[Rows]:
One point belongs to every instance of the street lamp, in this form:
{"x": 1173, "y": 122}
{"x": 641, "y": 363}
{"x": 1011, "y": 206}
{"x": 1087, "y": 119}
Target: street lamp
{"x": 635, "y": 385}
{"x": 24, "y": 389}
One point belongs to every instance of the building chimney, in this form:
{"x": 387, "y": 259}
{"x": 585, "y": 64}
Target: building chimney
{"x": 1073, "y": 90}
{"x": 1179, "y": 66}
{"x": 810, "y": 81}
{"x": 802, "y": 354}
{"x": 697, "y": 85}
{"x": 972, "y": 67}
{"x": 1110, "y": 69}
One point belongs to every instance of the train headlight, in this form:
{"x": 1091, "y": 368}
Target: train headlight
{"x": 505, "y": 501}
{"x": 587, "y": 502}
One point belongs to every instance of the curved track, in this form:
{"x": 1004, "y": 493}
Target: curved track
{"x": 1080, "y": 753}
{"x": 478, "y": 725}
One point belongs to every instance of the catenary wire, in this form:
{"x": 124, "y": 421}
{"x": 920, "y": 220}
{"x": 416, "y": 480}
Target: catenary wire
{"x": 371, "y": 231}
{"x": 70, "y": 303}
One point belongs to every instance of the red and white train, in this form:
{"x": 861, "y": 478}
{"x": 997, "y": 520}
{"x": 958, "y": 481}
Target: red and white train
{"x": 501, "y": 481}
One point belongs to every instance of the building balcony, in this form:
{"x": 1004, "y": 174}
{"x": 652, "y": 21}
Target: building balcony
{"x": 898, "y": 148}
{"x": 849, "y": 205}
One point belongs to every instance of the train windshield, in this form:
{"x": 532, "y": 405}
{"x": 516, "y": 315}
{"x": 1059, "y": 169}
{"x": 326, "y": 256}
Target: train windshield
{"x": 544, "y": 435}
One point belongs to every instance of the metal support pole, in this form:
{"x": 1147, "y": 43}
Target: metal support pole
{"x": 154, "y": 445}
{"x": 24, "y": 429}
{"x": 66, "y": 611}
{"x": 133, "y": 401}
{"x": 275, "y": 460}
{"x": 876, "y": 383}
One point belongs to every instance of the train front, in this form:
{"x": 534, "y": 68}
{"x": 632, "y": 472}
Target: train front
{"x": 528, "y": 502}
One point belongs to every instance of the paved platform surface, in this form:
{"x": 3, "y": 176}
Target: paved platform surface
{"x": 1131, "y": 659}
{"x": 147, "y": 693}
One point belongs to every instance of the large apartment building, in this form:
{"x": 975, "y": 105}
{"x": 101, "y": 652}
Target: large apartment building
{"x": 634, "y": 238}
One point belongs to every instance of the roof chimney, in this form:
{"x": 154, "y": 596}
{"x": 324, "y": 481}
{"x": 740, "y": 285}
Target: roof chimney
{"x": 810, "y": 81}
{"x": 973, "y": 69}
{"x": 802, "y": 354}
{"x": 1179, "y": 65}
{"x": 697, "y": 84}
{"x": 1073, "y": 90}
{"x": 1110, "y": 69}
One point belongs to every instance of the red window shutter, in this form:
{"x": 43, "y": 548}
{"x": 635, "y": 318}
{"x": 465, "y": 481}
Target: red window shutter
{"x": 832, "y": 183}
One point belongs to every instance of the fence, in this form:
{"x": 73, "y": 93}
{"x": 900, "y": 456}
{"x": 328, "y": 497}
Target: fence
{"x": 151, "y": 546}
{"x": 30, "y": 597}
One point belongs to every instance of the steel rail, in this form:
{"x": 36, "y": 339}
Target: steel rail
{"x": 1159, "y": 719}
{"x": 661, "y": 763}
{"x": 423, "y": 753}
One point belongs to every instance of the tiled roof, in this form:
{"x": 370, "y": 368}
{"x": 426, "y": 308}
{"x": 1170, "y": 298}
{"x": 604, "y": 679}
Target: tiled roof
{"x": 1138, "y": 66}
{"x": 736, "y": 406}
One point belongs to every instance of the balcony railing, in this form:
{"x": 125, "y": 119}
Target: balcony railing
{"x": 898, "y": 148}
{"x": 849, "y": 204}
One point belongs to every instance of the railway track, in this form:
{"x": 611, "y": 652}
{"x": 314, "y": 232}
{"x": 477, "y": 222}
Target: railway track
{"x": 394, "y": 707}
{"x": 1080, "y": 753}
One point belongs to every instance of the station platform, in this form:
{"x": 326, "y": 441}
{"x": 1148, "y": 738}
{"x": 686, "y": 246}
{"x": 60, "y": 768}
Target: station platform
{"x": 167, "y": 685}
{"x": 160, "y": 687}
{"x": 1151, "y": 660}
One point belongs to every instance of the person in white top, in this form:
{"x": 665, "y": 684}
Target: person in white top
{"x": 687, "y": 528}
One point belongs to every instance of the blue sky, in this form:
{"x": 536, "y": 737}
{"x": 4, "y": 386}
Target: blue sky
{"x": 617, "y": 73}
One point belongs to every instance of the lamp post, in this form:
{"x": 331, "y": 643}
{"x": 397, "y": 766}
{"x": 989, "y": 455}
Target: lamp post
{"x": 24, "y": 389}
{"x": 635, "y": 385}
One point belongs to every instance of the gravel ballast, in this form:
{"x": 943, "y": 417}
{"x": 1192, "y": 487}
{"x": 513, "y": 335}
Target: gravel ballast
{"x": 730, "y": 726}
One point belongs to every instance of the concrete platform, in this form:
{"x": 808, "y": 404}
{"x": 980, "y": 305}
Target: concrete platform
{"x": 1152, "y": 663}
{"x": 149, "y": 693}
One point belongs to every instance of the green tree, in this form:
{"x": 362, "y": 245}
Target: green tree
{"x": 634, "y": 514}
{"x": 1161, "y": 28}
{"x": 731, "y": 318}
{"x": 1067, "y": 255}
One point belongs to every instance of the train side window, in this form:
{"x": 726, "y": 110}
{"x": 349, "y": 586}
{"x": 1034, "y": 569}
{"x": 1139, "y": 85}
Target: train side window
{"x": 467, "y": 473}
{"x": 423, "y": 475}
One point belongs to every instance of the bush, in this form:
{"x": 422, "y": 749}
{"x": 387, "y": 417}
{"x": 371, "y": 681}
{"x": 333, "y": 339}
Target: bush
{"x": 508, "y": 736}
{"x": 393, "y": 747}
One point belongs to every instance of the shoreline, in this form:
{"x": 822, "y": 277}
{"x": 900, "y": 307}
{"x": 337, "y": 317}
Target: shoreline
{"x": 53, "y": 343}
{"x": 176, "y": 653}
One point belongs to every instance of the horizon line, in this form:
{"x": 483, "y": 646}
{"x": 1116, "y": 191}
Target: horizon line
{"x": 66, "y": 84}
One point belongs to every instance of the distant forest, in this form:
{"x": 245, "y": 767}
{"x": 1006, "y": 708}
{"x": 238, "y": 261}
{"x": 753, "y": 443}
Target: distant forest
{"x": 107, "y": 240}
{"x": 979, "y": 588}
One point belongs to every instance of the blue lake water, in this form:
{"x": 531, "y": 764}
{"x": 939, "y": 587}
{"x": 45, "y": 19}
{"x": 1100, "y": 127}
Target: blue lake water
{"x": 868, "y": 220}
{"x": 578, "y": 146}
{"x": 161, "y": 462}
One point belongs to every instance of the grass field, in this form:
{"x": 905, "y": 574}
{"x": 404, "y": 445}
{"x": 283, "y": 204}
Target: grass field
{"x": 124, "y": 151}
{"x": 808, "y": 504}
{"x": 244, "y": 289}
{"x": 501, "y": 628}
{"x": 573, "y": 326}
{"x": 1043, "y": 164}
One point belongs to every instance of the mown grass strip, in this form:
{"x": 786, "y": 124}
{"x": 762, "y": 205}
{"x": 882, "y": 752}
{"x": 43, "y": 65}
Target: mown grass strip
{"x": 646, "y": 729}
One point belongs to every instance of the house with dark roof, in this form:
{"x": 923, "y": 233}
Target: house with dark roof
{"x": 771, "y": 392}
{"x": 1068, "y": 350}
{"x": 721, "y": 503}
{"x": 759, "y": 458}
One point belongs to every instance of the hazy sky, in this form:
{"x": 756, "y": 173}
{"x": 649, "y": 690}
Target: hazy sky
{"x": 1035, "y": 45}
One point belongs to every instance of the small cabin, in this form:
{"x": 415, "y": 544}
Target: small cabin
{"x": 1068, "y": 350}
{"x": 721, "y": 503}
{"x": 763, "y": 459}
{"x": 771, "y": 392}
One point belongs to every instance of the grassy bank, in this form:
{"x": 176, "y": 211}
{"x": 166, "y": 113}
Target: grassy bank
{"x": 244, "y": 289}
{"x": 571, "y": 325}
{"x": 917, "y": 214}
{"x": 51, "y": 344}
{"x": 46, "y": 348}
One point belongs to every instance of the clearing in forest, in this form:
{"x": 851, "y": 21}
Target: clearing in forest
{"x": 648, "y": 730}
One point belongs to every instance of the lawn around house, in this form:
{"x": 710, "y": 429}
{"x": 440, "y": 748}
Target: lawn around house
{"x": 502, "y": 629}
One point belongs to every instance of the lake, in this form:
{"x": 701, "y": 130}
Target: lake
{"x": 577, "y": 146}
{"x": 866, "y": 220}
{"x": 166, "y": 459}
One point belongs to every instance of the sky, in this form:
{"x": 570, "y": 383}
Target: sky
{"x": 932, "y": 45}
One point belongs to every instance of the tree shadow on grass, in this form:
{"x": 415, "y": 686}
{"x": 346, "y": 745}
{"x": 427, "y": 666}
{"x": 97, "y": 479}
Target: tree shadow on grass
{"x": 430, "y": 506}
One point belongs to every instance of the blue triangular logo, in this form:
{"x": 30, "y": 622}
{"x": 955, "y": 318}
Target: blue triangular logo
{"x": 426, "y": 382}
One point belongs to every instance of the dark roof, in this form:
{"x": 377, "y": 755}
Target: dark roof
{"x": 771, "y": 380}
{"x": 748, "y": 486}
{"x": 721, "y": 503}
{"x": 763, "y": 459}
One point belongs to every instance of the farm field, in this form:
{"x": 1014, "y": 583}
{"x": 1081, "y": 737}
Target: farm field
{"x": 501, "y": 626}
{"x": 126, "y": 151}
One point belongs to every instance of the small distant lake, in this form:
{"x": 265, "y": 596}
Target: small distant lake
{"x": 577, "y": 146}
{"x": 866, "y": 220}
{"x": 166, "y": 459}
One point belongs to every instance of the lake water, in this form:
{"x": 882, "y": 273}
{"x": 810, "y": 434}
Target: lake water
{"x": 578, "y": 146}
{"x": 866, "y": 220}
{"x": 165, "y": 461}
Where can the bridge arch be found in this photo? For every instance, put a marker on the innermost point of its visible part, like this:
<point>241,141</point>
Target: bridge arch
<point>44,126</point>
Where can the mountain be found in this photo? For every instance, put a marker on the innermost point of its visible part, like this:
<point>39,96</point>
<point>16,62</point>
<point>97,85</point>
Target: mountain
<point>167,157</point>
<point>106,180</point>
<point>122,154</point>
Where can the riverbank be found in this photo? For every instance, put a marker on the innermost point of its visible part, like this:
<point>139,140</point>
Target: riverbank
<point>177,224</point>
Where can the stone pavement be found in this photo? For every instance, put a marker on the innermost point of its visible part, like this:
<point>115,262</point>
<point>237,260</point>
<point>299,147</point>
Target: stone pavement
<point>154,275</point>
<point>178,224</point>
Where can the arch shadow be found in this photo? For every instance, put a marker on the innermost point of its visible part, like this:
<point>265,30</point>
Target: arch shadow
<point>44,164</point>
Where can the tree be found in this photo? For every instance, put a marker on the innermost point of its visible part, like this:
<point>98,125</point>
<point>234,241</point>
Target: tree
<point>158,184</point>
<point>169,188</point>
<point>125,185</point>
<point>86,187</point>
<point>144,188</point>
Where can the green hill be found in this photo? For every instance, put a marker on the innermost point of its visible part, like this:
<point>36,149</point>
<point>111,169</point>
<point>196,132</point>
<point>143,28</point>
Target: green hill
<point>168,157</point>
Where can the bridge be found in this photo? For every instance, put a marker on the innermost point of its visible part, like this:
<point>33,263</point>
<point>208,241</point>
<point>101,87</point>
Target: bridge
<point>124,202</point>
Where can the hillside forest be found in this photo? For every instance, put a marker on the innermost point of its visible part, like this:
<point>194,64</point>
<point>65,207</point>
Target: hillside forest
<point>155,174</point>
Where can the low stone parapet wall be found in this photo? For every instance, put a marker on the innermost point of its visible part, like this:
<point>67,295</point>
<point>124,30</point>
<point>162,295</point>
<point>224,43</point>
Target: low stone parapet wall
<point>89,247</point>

[Requirement]:
Rewrite the part of the lines above that opens with the line containing "Where can the mountain" and closes with the line containing "<point>177,224</point>" as a numbered list, including both of those lines and omitting any blank lines.

[Answer to this task]:
1. Where can the mountain be found in this photo? For every instance, put a marker on the innermost point of its visible part, like this:
2. <point>39,96</point>
3. <point>16,62</point>
4. <point>97,85</point>
5. Target: mountain
6. <point>167,157</point>
7. <point>106,180</point>
8. <point>122,154</point>
9. Where can the riverbank be found in this photo? For every instance, put a marker on the innermost point of its visible part, like this:
10. <point>139,140</point>
11. Target: riverbank
12. <point>177,224</point>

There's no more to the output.